Hospitals are set up to fight infections, but not necessarily the kind that has been plaguing healthcare institutions lately – malware. A new report estimates that cyber threats against healthcare targets increased 60% since January, surpassing the total number of threats identified in all of 2018.
The most common threat targeting the healthcare industry is Trojan malware, which increased 82% in the third quarter from Q2, according to the report by Malwarebytes, Cybercrime Tactics and Techniques: The 2019 State of Healthcare. Most of the Trojan attacks involved Emotet and TrickBot, which are the two most dangerous Trojans around since 2018.
For now, healthcare is the seventh most targeted industry, according to Malwarebytes, but that may change as a result of the increasing intensity of threats targeting healthcare institutions. “Overall malware detections in this industry are on the rise. Threat detections have increased for this vertical from about 14,000 healthcare-facing endpoint detections in Q2 2019 to more than 20,000 in Q3, a growth rate of 45%,” the report says.
The preferred attack method over the past year has involved exploiting vulnerabilities in third-party software. Cybercriminals take advantage of negligence and weak security postures by looking for unpatched vulnerabilities to give them entry into networks. They’re also employing social engineering tactics such as phishing and spear phishing to deliver malicious emails.

**Task list**.
A) Reproduce the healthcare malware article starting with "Hospitals are set" and going on through "around since 2018.", swapping "healthcare industry" for "health sector".
B) Please answer these from the healthcare malware article:
(i) By what percentage did Trojan malware increase in the third quarter from Q2?
(ii) Where does healthcare currently rank among the most targeted industries?
(iii) What has the preferred attack method over the past year involved?
The lines after this point aren't needed for anything here.

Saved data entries
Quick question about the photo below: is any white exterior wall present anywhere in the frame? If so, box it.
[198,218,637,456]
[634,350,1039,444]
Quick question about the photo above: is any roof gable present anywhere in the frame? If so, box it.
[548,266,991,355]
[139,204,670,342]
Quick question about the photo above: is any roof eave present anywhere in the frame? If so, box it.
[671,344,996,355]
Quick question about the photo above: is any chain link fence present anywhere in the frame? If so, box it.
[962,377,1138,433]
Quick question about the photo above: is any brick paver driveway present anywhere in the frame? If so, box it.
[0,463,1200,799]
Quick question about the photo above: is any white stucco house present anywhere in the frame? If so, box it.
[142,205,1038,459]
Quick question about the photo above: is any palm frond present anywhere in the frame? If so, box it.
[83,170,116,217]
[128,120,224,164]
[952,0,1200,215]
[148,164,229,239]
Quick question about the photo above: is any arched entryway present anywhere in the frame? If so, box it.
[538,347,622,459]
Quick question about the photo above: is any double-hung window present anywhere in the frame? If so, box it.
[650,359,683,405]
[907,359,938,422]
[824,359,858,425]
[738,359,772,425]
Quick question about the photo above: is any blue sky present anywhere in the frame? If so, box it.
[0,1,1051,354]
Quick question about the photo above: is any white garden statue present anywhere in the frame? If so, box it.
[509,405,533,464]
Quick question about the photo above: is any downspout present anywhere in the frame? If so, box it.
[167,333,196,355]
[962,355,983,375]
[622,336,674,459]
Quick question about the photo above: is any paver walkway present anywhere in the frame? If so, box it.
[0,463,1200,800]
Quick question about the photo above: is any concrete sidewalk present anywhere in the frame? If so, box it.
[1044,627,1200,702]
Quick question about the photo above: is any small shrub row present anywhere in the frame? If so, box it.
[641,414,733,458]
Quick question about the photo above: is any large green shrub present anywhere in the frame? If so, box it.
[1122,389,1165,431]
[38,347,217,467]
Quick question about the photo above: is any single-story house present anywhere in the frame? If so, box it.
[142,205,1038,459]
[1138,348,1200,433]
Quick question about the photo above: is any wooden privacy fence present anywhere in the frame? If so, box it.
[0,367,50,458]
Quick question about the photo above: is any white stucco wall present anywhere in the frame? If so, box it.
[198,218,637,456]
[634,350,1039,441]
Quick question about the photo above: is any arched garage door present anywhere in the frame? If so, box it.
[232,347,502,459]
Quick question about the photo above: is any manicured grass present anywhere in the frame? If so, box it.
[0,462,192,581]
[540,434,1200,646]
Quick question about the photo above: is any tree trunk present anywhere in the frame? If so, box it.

**Responses in order**.
A)
Hospitals are set up to fight infections, but not necessarily the kind that has been plaguing healthcare institutions lately – malware. A new report estimates that cyber threats against healthcare targets increased 60% since January, surpassing the total number of threats identified in all of 2018.
The most common threat targeting the health sector is Trojan malware, which increased 82% in the third quarter from Q2, according to the report by Malwarebytes, Cybercrime Tactics and Techniques: The 2019 State of Healthcare. Most of the Trojan attacks involved Emotet and TrickBot, which are the two most dangerous Trojans around since 2018.

B)
(i) 82%
(ii) Seventh
(iii) Exploiting vulnerabilities in third-party software